**PROBLEM TO WORK ON**
Reproduce the entries below word for word, everything from the very start down through the line containing "(1352, 269)", with that line included.

**RECORDS SUPPLIED**
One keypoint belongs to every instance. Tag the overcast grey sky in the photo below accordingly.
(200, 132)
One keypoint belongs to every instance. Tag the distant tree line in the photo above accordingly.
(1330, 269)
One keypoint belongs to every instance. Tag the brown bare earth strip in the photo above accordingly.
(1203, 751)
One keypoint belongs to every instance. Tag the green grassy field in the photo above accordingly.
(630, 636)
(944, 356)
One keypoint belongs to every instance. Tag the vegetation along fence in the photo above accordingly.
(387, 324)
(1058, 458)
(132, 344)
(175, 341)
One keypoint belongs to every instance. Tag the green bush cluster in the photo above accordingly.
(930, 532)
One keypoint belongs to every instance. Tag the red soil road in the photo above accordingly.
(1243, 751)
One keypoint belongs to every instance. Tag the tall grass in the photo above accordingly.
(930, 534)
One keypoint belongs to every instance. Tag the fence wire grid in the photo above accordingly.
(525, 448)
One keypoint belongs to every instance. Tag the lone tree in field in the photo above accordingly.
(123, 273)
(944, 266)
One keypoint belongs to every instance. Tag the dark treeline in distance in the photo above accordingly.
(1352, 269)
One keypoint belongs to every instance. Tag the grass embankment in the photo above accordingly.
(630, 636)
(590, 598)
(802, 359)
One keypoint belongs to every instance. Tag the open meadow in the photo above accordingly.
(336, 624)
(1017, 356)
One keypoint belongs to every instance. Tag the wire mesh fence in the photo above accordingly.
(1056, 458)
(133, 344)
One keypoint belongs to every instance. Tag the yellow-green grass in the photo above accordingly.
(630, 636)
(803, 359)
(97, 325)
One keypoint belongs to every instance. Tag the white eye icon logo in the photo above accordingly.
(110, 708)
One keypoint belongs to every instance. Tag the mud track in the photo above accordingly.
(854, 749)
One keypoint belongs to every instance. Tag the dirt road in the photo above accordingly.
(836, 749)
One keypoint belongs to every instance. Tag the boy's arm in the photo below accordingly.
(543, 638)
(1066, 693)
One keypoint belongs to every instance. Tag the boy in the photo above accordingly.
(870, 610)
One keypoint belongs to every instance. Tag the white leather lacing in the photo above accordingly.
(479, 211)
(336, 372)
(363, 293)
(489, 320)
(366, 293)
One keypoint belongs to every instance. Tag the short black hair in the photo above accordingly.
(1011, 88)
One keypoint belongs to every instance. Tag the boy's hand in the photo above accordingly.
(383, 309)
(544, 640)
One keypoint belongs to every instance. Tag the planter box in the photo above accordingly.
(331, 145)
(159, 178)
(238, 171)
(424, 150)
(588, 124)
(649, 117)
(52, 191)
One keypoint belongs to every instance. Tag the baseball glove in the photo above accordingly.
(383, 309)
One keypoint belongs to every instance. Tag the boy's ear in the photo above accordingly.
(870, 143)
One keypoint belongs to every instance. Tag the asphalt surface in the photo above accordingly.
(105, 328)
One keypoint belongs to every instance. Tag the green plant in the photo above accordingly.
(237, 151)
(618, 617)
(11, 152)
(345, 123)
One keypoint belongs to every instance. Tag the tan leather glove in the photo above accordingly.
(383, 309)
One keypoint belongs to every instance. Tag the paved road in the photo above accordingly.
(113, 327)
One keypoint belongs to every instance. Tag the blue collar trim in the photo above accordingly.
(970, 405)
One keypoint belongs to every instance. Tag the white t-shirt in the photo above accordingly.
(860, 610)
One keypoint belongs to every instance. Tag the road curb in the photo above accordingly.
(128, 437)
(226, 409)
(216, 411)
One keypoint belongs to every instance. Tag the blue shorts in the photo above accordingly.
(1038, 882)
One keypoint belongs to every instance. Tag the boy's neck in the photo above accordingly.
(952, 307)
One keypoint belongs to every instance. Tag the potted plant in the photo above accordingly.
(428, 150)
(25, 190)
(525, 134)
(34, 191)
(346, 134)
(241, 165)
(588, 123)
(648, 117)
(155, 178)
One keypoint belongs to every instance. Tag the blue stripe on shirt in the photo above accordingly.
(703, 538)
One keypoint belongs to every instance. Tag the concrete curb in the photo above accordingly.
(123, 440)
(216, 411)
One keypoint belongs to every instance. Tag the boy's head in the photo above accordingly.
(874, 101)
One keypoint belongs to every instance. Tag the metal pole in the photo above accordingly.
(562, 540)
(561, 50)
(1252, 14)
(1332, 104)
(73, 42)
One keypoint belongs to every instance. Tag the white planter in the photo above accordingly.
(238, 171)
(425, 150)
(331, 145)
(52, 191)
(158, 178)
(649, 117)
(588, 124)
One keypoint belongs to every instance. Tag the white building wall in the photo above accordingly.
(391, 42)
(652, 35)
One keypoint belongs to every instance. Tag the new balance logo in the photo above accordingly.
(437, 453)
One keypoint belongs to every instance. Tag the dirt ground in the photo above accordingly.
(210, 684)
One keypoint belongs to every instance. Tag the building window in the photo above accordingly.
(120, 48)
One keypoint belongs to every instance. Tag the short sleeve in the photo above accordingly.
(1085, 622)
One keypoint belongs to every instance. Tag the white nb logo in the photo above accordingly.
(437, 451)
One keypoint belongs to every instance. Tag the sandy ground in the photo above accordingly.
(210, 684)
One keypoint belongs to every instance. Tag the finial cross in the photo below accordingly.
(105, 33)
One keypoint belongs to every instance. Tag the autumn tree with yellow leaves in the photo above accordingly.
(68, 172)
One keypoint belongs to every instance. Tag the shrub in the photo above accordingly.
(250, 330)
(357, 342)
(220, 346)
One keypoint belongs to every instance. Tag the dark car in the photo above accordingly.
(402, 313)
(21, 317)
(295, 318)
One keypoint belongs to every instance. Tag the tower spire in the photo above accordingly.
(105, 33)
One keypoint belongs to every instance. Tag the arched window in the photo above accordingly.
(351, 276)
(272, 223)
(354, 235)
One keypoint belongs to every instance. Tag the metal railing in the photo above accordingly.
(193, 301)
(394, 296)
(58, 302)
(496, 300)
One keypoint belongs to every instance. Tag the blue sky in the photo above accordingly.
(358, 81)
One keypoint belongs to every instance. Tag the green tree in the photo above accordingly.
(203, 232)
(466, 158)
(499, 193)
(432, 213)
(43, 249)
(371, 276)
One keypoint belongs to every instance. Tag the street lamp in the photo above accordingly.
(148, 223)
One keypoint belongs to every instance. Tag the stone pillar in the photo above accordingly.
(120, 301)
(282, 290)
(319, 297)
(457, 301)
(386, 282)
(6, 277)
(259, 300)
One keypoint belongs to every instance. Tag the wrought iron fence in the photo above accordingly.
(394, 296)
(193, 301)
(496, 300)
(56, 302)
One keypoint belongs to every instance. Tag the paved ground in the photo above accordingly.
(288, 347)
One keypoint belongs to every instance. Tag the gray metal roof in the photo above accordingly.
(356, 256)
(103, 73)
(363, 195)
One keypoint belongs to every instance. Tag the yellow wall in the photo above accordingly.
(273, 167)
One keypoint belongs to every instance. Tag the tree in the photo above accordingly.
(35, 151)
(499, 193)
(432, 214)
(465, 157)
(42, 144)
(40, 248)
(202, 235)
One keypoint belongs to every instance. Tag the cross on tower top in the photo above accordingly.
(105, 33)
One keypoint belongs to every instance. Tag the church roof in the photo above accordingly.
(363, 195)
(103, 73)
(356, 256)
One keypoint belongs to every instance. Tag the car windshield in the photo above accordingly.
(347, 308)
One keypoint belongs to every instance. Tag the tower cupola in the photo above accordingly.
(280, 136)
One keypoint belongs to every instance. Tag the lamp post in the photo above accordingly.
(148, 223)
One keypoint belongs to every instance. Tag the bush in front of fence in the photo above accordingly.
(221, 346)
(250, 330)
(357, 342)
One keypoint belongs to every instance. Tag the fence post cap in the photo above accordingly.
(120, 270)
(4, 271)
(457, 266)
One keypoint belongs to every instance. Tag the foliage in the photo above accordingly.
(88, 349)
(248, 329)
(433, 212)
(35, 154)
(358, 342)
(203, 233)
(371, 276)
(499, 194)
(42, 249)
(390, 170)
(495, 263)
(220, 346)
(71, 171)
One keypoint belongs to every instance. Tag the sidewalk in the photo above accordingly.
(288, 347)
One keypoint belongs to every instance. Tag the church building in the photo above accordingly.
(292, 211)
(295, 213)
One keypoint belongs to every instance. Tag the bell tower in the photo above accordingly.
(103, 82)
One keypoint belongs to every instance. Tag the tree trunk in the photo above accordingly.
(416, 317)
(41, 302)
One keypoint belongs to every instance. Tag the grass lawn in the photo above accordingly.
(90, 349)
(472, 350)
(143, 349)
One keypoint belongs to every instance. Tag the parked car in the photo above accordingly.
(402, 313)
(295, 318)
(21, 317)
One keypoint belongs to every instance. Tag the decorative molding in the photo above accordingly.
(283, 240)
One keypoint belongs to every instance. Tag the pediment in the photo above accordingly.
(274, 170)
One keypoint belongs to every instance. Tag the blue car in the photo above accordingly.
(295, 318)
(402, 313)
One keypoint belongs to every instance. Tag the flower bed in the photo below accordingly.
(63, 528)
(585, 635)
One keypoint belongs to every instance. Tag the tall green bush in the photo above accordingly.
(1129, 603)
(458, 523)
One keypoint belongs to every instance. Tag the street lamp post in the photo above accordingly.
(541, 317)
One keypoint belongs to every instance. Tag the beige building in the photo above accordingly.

**CORRECT RESPONSE**
One keypoint belongs to every instance. Tag the overcast grey sky in the photo below accordingly.
(200, 132)
One keypoint belongs to every instance. Tag the distant tree line in the photo above accordingly.
(1330, 269)
One keypoint belongs to every instance. Tag the brown bare earth strip in the photo above accordingly.
(1203, 751)
One keypoint belongs to every instance. Tag the green grassy field in the photo above accordingly.
(630, 636)
(944, 356)
One keypoint belongs to every instance. Tag the vegetation along fence in the photo above accordingly.
(387, 324)
(1058, 458)
(132, 344)
(175, 341)
One keypoint belongs to every instance. Tag the green bush cluster in the photo above accordingly.
(930, 532)
One keypoint belongs to every instance. Tag the red soil road in the photo above accordingly.
(1243, 751)
One keypoint belongs to every instance. Tag the tall grass in the photo above accordingly.
(930, 534)
One keypoint belongs to every instance. Tag the fence wire grid in the photo above accordingly.
(525, 448)
One keypoint belongs to every instance. Tag the lone tree in field in the photo above accordingly.
(123, 273)
(944, 266)
One keypoint belongs to every instance. Tag the dark treeline in distance in the photo above accordingly.
(1352, 269)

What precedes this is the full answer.